**PROVIDED PASSAGE**
........

Story Seeds | Tonya Abari
"I am unapologetic about writing for Black children. I see us. I am us. I love us."
Tonya Abari (she/her) is a Nashville-based independent journalist, author, essayist, and reviewer for both children and adult books. With a wide range of interests including parenting, Black maternal health, food, travel, lifestyle, environment, personal wellness, and culture, her words have been published in the Nashville Scene, Essence, AllRecipes, The Kitchn, USA Today, Publishers Weekly, Parents, Romper, Good Housekeeping, PBS Kids, and many more. When she’s not writing, Tonya is discovering new places, dancing to an early 2000s playlist, homeschooling two children, and enjoying food pop-ups with her family, all whose names also begin with “T.”
Connect: @iamtabari on Instagram
Author Tonya Abari is a multigenre writer who squeezes spurts of writing in between the joys and tasks of motherhood. Living and writing in Nashville, Abari is a member and teaching artist at PorchTN, where she leads the Nashville Black Storytellers, helping to cultivate the craft of fellow writers. Abari also lends her storytelling skills to those brimming with ideas as a ghostwriter.
Abari passionately writes for and about Black children, sowing seeds of confidence, appreciation of history, and unbridled joy. Abari’s books include My Hair, My Crown and Let’s Celebrate Juneteenth, which are both board books built for little hands and hearts. Her picture book, Locs, Not Dreads, honors and affirms the beauty of loc’d hair. Her upcoming projects include The Six Triple Eight (2025), A Santa Like Me (2025), and The Shape of Water (2026).
With an enthusiasm for storytelling, Abari shares her writing process, what projects and happenings are currently keeping her excited, and honest advice for fellow writers.
Can you share your writing process?

........

**TASKS TO CARRY OUT**
(A) Translate this sentence from the Tonya Abari profile into Spanish: "Abari also lends her storytelling skills to those brimming with ideas as a ghostwriter."
(B) From the Tonya Abari profile, output the passage from "Connect: @iamtabari on" up to and including "as a ghostwriter.", character for character.

**DATASET SECTION**
........

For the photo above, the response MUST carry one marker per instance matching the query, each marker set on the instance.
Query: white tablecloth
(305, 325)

........

**ANSWERS TO EACH TASK**
(A) Abari también pone sus dotes de narradora al servicio de quienes rebosan de ideas, como escritora fantasma.

(B)
Connect: @iamtabari on Instagram
Author Tonya Abari is a multigenre writer who squeezes spurts of writing in between the joys and tasks of motherhood. Living and writing in Nashville, Abari is a member and teaching artist at PorchTN, where she leads the Nashville Black Storytellers, helping to cultivate the craft of fellow writers. Abari also lends her storytelling skills to those brimming with ideas as a ghostwriter.